● **DIRECTIONS FOR THIS TASK**
Copy out every line of the records below without changing anything, but omit the pictures.

------------------------

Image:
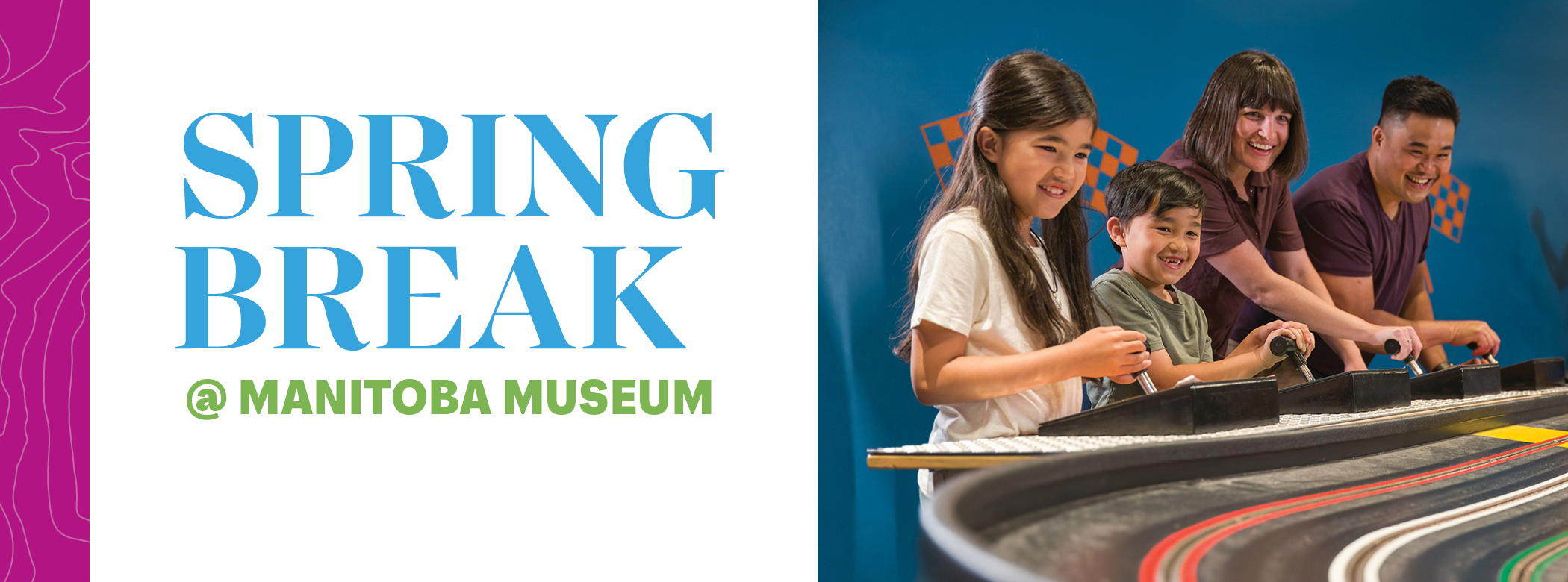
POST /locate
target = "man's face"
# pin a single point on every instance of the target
(1410, 157)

------------------------

● **RESULT OF THIS EXERCISE**
Image:
POST /locate
target = "man's face"
# pin a single point on every instance of the target
(1410, 157)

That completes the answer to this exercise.